Annotation records

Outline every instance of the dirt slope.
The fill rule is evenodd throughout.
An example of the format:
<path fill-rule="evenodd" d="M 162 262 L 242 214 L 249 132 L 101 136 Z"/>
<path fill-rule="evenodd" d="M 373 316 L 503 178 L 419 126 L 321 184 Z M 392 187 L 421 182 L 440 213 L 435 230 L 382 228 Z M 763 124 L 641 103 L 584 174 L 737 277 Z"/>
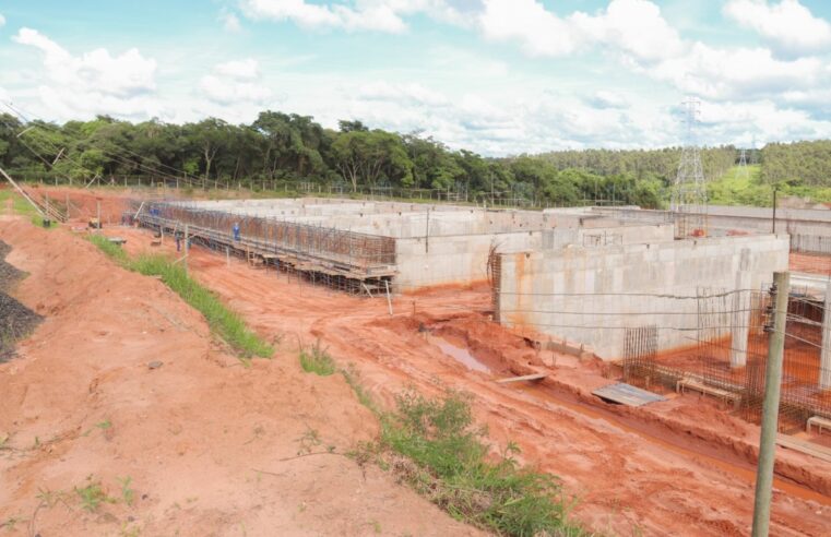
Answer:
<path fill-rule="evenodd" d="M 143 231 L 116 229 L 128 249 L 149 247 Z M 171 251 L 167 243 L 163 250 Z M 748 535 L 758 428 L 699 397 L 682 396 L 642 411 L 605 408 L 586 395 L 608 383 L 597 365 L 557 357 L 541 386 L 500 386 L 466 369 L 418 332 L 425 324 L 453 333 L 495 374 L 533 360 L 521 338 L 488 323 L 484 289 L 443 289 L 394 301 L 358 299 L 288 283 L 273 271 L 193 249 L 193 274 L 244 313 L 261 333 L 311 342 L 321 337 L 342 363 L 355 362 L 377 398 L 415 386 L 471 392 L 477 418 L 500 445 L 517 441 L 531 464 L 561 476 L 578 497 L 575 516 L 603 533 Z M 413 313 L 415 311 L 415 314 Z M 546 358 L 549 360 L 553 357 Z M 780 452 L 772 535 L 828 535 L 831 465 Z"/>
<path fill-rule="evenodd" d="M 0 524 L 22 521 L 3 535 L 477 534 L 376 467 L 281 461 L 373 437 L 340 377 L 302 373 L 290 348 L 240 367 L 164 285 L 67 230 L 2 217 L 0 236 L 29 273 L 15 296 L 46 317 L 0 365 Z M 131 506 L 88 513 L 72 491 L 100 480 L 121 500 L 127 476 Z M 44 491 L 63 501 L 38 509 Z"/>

== Aim of the exercise ==
Lay out all the entries above as a JSON list of strings, one string per line, with blank lines dropped. Leave the pictures out.

== Output ==
[
  "Outline every instance of the dirt slope.",
  "The fill rule is evenodd throughout.",
  "An example of the format:",
  "<path fill-rule=\"evenodd\" d=\"M 162 262 L 242 214 L 249 132 L 101 136 Z\"/>",
  "<path fill-rule=\"evenodd\" d=\"M 373 316 L 503 178 L 419 126 L 321 184 Z M 392 187 L 421 182 L 440 213 L 435 230 L 382 228 Z M 763 124 L 641 103 L 584 174 L 737 277 Z\"/>",
  "Answer:",
  "<path fill-rule=\"evenodd\" d=\"M 143 231 L 116 229 L 128 249 L 149 247 Z M 171 251 L 167 243 L 163 250 Z M 748 535 L 758 428 L 699 397 L 682 396 L 642 411 L 605 408 L 586 395 L 608 383 L 597 365 L 557 357 L 541 386 L 500 386 L 466 369 L 418 332 L 425 324 L 453 333 L 495 374 L 533 360 L 521 338 L 488 323 L 484 289 L 443 289 L 394 301 L 358 299 L 288 283 L 273 271 L 193 249 L 193 274 L 244 313 L 261 333 L 311 342 L 321 337 L 342 363 L 355 362 L 377 398 L 415 386 L 471 392 L 477 418 L 500 445 L 517 441 L 531 464 L 561 476 L 578 497 L 575 516 L 603 533 Z M 413 313 L 415 311 L 415 314 Z M 546 358 L 549 360 L 553 357 Z M 780 452 L 772 535 L 828 535 L 831 465 Z\"/>",
  "<path fill-rule=\"evenodd\" d=\"M 0 524 L 22 521 L 3 535 L 477 534 L 376 467 L 281 461 L 373 437 L 340 377 L 302 373 L 290 348 L 240 367 L 164 285 L 67 230 L 2 217 L 0 236 L 29 273 L 15 296 L 46 317 L 0 365 Z M 131 506 L 88 513 L 72 491 L 100 480 L 121 500 L 127 476 Z M 44 491 L 63 501 L 38 509 Z\"/>"
]